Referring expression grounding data
=-=-=
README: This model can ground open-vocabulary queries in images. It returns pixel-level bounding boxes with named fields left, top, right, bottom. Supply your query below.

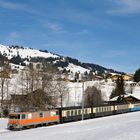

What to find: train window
left=56, top=111, right=59, bottom=115
left=18, top=114, right=20, bottom=119
left=96, top=108, right=98, bottom=113
left=101, top=107, right=105, bottom=112
left=85, top=109, right=87, bottom=114
left=101, top=107, right=103, bottom=112
left=28, top=113, right=32, bottom=119
left=106, top=107, right=108, bottom=111
left=75, top=110, right=77, bottom=116
left=9, top=114, right=20, bottom=119
left=50, top=111, right=58, bottom=116
left=67, top=111, right=70, bottom=116
left=78, top=110, right=81, bottom=115
left=39, top=112, right=44, bottom=118
left=107, top=107, right=109, bottom=111
left=21, top=114, right=26, bottom=119
left=71, top=110, right=74, bottom=116
left=100, top=107, right=102, bottom=112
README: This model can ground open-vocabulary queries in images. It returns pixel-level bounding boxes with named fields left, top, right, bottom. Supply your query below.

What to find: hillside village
left=0, top=44, right=139, bottom=117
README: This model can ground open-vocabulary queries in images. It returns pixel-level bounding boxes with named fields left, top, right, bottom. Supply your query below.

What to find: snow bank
left=0, top=118, right=8, bottom=133
left=1, top=112, right=140, bottom=140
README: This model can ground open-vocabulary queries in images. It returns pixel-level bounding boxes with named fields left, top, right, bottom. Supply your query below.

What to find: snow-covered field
left=1, top=112, right=140, bottom=140
left=0, top=118, right=8, bottom=133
=-=-=
▶ **What is required**:
In the answer, the entries should be restated verbatim, with all pictures omitted.

▶ **Expected answer**:
README: This model can ground open-vocabulary queries in images. It returns pixel-level bounding boxes with named fields left, top, right, bottom. Supply your query below.


What to find: train window
left=56, top=111, right=59, bottom=115
left=18, top=114, right=20, bottom=119
left=96, top=108, right=98, bottom=113
left=101, top=107, right=105, bottom=112
left=85, top=109, right=87, bottom=114
left=101, top=107, right=103, bottom=112
left=28, top=113, right=32, bottom=119
left=106, top=107, right=108, bottom=111
left=75, top=110, right=77, bottom=116
left=9, top=114, right=20, bottom=119
left=50, top=111, right=58, bottom=116
left=67, top=111, right=70, bottom=116
left=78, top=110, right=81, bottom=115
left=39, top=112, right=44, bottom=118
left=107, top=107, right=109, bottom=111
left=21, top=114, right=26, bottom=119
left=71, top=110, right=74, bottom=116
left=100, top=107, right=102, bottom=112
README: This model can ground open-vocabulary queries in images. It returns pixel-level bounding boxes with named fields left, top, right, bottom. Supply your query below.

What to find: hillside village
left=0, top=44, right=139, bottom=117
README: This model can ground open-vocabulary queries in images. It returns pixel-level bounding boxes with named fields left, top, right, bottom. Supply your query below.

What to find: snow bank
left=0, top=118, right=8, bottom=133
left=1, top=112, right=140, bottom=140
README: This model can ground open-vocabulary queries in images. It returns pixel-level bounding boxes with named fields left, top, right, bottom. Supply your query below.

What to find: snow-covered field
left=1, top=112, right=140, bottom=140
left=0, top=118, right=8, bottom=133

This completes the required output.